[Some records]
________________________________________
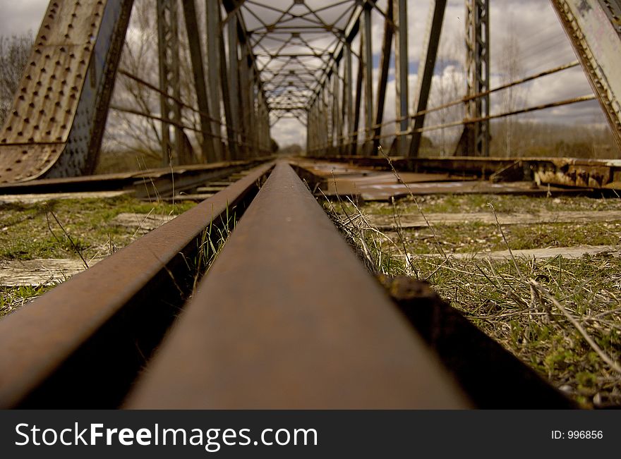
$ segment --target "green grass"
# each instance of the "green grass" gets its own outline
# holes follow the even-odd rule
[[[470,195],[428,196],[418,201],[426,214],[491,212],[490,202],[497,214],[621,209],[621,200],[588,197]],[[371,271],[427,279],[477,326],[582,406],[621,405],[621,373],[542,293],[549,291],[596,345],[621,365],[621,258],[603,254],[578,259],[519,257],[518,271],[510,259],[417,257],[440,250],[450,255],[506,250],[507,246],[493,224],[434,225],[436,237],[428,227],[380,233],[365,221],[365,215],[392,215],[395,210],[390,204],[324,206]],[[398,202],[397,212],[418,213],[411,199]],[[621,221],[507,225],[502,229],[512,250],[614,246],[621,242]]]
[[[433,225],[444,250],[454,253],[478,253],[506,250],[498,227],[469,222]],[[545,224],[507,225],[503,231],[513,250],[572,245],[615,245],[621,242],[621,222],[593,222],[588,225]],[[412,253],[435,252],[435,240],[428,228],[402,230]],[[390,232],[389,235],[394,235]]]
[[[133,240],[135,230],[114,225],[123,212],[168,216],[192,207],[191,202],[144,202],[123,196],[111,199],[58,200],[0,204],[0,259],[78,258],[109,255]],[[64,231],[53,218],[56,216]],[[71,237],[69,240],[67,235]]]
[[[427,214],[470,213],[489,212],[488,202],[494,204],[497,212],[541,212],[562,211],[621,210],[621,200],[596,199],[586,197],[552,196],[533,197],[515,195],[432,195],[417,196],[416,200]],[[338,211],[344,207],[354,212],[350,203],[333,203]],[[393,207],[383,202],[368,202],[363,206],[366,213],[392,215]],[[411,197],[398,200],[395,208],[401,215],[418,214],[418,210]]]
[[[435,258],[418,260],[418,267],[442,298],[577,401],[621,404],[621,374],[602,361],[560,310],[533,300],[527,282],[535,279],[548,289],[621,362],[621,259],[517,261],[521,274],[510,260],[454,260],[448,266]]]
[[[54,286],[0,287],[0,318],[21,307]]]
________________________________________
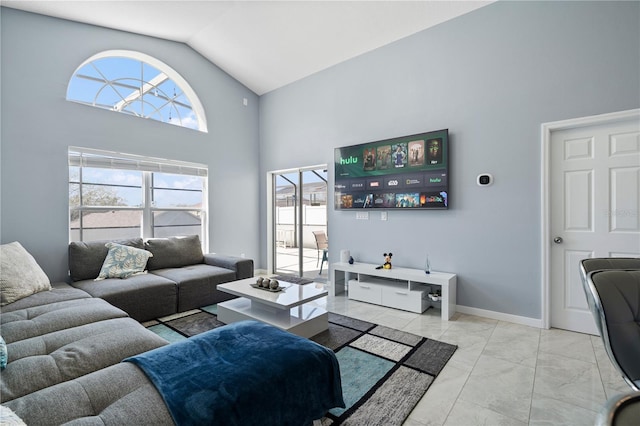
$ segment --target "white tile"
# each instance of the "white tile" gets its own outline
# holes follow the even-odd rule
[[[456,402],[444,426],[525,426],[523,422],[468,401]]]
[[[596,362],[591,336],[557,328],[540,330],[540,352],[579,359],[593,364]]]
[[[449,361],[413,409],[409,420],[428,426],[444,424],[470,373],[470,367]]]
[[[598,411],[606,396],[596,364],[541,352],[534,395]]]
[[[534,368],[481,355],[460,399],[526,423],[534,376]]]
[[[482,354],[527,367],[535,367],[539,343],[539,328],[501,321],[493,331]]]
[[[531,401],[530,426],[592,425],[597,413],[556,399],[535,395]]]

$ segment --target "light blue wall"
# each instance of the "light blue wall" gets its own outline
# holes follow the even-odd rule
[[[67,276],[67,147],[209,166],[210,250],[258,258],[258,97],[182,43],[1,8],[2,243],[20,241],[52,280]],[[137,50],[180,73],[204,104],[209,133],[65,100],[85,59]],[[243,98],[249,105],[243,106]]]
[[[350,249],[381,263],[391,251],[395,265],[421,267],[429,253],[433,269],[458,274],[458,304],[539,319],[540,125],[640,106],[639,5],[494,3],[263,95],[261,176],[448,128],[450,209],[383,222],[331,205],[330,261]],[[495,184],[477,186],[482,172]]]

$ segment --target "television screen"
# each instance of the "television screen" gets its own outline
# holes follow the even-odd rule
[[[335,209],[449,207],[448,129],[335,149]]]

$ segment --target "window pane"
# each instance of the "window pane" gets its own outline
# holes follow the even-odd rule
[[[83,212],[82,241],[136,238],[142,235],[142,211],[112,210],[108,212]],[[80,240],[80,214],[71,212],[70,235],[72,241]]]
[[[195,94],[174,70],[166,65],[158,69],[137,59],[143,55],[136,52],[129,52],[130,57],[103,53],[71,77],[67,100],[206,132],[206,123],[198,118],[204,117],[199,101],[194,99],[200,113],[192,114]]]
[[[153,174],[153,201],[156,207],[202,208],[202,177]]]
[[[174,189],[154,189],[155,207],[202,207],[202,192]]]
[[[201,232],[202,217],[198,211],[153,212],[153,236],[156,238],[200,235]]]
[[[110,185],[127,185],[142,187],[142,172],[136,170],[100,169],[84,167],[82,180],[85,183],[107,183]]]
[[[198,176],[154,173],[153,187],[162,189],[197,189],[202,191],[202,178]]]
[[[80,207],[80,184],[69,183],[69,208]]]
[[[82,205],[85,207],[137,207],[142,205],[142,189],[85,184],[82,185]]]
________________________________________
* _Your objective_:
Please find every line above that contains the word "gets" and copy each of those lines in full.

* _Reply to the task_:
# each instance of the "green grass" gets its own outline
# each instance of the "white tile" gets its own outline
# each instance of the "light blue wall" gets its own outline
# each instance of the "television screen" gets its own outline
# each instance of the "window pane" gets its own outline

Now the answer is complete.